**Task 1:**
According to the passage about autoimmune hepatitis, in what year did Mackay and Carleton Gadjusek invent the autoimmune complement fixation test?
**Task 2:**
In the passage about autoimmune hepatitis, write out the words from "His research and" to "to two years." with no changes.
**Task 3:**
Continue the passage about autoimmune hepatitis past its final sentence.
Document segment below:
His research and clinical teams focused on autoimmune disorders of the stomach and liver, including autoimmune hepatitis. Referred to as chronic active hepatitis or lupoid hepatitis at the time, autoimmune hepatitis was a usually fatal liver disease, predominantly affecting young women.
The disease causes jaundice and bleeding that becomes progressively worse, with the patients lapsing into a coma. In the 1950s, the usual time from diagnosis to death was six months to two years.
In 1956 Mackay and Carleton Gadjusek invented a test, called the autoimmune complement fixation test, that determined what they then called ‘chronic active hepatitis’ was in fact an autoimmune disease.
Ian Mackay pioneers treatment of autoimmune disease with a combination of steroids and an immunosuppressive drug called azathioprine, treatments that are still widely used today. In 1968 he publishes an extensive analysis of 30 patients with autoimmune hepatitis treated over a three-year period with either steroids or azathioprine.
End of Document segment.
Dataset excerpts below:
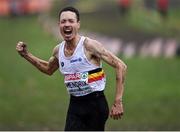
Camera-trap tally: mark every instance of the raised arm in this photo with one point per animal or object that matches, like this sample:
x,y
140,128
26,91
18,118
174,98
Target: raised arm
x,y
47,67
98,50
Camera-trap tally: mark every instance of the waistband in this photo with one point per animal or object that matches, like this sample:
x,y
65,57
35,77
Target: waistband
x,y
95,70
93,95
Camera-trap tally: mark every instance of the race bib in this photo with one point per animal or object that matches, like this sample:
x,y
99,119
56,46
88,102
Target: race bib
x,y
77,84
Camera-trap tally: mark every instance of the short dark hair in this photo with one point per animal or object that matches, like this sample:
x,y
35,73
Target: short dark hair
x,y
72,9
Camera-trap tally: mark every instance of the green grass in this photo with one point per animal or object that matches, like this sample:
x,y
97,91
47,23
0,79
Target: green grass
x,y
30,100
104,17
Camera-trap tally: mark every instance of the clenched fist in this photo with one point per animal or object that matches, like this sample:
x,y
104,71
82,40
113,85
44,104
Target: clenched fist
x,y
21,48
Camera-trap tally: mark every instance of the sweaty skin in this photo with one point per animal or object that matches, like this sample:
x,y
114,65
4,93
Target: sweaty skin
x,y
94,51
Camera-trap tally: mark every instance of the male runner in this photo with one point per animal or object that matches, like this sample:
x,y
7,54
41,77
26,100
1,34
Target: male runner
x,y
79,60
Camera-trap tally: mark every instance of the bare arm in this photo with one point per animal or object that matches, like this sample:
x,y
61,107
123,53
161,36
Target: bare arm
x,y
120,67
47,67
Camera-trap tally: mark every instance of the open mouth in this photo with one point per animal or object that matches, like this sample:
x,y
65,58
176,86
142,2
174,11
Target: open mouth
x,y
67,31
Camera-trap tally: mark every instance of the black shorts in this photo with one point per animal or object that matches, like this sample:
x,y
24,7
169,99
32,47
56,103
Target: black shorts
x,y
87,113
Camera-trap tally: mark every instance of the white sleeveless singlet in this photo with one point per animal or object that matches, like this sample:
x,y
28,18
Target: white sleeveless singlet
x,y
81,77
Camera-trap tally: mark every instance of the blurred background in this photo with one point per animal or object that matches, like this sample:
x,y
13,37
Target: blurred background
x,y
145,34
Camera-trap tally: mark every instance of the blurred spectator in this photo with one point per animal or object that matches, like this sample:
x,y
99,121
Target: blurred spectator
x,y
124,6
162,6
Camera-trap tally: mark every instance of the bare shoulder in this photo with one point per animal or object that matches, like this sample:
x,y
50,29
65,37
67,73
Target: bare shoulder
x,y
92,45
56,51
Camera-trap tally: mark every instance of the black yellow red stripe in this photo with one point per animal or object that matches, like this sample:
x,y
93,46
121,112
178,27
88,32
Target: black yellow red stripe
x,y
95,75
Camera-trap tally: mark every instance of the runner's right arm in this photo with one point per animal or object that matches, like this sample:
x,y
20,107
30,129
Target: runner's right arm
x,y
47,67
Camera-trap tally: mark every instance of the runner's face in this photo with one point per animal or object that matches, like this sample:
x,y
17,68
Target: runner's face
x,y
69,25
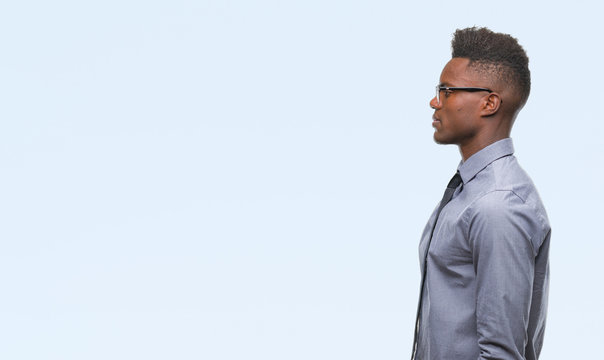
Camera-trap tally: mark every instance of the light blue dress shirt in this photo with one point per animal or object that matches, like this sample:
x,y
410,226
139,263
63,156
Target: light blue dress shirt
x,y
487,274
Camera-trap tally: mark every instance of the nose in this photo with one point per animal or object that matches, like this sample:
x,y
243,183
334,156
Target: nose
x,y
434,103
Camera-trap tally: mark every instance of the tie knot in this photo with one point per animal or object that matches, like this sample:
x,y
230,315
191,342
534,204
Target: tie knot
x,y
455,181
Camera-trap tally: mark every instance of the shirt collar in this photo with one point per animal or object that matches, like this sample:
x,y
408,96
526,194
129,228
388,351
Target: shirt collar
x,y
469,168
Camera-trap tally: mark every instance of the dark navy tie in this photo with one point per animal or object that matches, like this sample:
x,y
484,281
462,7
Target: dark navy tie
x,y
453,184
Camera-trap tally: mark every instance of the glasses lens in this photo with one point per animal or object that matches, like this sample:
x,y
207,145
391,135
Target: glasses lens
x,y
437,94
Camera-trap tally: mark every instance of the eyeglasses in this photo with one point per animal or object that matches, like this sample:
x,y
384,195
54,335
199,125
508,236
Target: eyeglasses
x,y
440,88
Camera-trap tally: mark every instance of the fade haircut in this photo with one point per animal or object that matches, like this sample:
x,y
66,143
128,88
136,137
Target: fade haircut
x,y
497,54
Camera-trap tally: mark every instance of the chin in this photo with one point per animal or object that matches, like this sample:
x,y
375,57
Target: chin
x,y
440,140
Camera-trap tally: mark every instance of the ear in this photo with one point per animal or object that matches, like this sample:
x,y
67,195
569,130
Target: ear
x,y
491,104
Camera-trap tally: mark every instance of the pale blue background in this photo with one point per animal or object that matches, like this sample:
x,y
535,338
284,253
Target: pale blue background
x,y
249,179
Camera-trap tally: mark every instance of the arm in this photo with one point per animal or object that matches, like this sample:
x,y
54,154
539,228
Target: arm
x,y
501,232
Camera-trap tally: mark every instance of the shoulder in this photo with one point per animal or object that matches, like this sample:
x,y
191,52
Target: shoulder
x,y
506,215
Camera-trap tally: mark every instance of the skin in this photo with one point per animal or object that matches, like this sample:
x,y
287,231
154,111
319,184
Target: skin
x,y
472,120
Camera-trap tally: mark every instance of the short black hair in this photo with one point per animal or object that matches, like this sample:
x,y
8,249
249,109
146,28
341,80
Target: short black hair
x,y
499,54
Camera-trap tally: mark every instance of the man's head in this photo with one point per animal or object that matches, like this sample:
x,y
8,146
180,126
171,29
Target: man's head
x,y
482,89
497,56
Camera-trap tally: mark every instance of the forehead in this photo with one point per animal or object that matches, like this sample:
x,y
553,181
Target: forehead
x,y
456,73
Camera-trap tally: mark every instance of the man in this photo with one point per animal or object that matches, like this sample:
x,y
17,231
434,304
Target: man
x,y
484,251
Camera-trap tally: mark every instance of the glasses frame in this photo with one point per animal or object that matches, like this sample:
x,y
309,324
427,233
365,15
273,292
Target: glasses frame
x,y
440,88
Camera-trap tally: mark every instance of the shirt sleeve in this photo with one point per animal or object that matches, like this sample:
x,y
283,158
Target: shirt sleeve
x,y
501,233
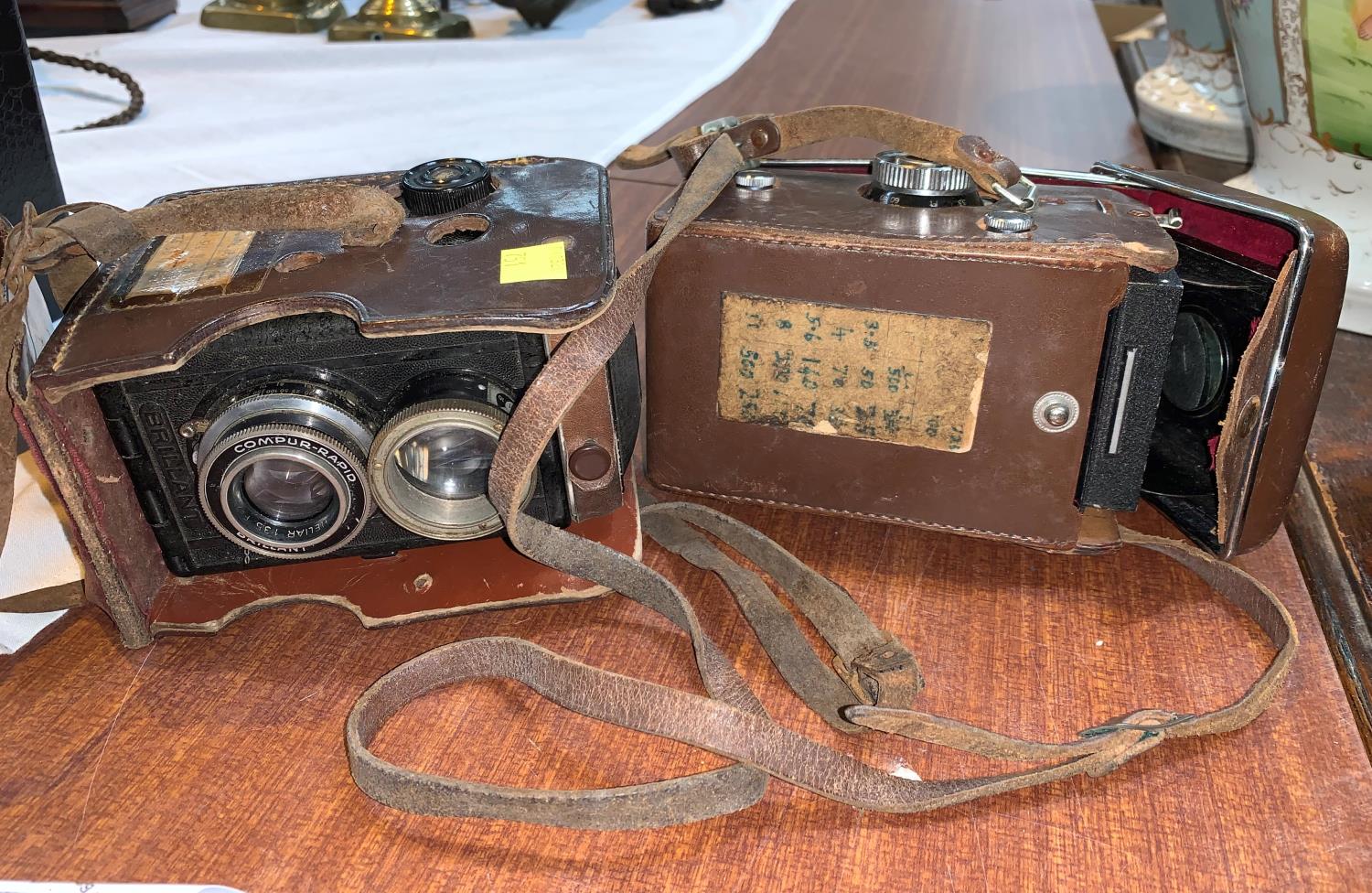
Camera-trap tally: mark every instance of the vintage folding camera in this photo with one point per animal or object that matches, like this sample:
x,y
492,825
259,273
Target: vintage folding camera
x,y
878,339
241,416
End of Dataset excerpts.
**Exercise output 1:**
1956

**Exercise output 2:**
His research and clinical teams focused on autoimmune disorders of the stomach and liver, including autoimmune hepatitis. Referred to as chronic active hepatitis or lupoid hepatitis at the time, autoimmune hepatitis was a usually fatal liver disease, predominantly affecting young women.
The disease causes jaundice and bleeding that becomes progressively worse, with the patients lapsing into a coma. In the 1950s, the usual time from diagnosis to death was six months to two years.

**Exercise output 3:**
As his colleagues and contemporaries wrote in a tribute to Mackay:
“He quite courageously gave immunosuppressive treatment to young women with AIH [autoimmune hepatitis] when immunosuppressive drugs were still crude preparations and, for this, his reward was not only dramatic improvement in the health of these women but also their greatly prolonged survival.”1
The results documented clearly for the first time that azathioprine is safe and effective for treating autoimmune hepatitis, and that the function of the liver improves with treatment.
Because steroids have nasty side-effects, particularly when used long-term, the research indicates that combining steroids and azathioprine could allow for lower doses of steroids to be used.
These new treatments converted what had previously been a death sentence into an illness where most patients did well and led close to normal lives if carefully managed.
In 1979, Mackay published on the miraculous changes in the prognosis of autoimmune hepatitis in 73 cases seen by the Clinical Research Unit.
While up to 65 per cent of patients prior to 1958 died within 10 years of diagnosis, only seven per cent of those first diagnosed between 1959 and 1968 had died within 10 years, and even fewer in those diagnosed after 1968.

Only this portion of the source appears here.